## Data lines
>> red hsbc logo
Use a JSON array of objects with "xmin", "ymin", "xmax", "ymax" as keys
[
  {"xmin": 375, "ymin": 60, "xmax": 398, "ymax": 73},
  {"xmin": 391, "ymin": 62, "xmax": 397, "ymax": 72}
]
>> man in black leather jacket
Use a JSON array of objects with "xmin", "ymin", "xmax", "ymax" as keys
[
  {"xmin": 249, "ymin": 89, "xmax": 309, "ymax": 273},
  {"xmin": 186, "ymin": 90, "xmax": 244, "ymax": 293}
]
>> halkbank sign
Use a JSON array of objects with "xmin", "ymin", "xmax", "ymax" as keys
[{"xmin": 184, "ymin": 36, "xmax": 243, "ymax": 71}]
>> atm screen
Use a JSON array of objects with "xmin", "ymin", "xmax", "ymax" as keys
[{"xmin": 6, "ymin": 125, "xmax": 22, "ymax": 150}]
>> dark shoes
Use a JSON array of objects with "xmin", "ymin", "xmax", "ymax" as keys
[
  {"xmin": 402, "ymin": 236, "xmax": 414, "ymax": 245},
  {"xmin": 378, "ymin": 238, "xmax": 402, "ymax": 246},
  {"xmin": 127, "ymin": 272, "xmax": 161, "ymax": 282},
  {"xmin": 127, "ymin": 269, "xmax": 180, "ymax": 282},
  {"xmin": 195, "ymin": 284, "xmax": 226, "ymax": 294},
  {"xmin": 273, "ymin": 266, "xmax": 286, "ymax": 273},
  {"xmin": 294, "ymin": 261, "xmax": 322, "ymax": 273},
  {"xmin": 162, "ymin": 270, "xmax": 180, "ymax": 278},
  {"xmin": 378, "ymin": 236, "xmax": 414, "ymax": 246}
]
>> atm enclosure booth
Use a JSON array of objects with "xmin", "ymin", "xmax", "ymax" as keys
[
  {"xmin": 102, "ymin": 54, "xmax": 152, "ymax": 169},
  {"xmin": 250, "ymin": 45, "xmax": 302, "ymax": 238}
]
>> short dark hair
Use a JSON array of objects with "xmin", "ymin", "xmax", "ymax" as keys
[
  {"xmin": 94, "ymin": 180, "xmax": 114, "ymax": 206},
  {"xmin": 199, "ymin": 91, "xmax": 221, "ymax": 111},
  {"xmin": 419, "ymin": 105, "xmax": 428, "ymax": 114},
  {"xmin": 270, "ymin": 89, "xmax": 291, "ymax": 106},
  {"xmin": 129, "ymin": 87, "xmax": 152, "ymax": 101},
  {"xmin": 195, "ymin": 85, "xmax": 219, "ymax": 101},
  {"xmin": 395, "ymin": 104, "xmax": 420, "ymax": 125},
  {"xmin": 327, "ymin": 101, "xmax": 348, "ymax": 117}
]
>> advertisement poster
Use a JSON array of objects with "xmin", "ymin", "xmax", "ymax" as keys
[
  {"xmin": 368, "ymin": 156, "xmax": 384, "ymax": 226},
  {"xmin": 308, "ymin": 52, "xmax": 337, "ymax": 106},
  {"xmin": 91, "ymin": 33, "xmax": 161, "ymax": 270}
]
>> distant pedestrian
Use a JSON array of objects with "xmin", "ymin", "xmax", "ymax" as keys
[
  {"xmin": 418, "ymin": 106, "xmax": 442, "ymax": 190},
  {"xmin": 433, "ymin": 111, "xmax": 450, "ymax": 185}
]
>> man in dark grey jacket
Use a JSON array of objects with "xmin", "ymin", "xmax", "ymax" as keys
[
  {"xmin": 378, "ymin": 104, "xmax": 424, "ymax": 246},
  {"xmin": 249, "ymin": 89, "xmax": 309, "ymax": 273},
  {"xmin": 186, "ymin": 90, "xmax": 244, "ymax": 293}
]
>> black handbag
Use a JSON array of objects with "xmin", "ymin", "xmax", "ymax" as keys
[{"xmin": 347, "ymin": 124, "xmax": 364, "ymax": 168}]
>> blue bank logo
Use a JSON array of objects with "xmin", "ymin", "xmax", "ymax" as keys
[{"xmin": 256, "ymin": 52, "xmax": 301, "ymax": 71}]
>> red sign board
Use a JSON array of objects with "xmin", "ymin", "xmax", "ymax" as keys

## Work to complete
Show each line of the data above that contains the word "dark", copied in full.

## Right answer
>> dark shoes
>> short dark hair
>> man in dark grey jacket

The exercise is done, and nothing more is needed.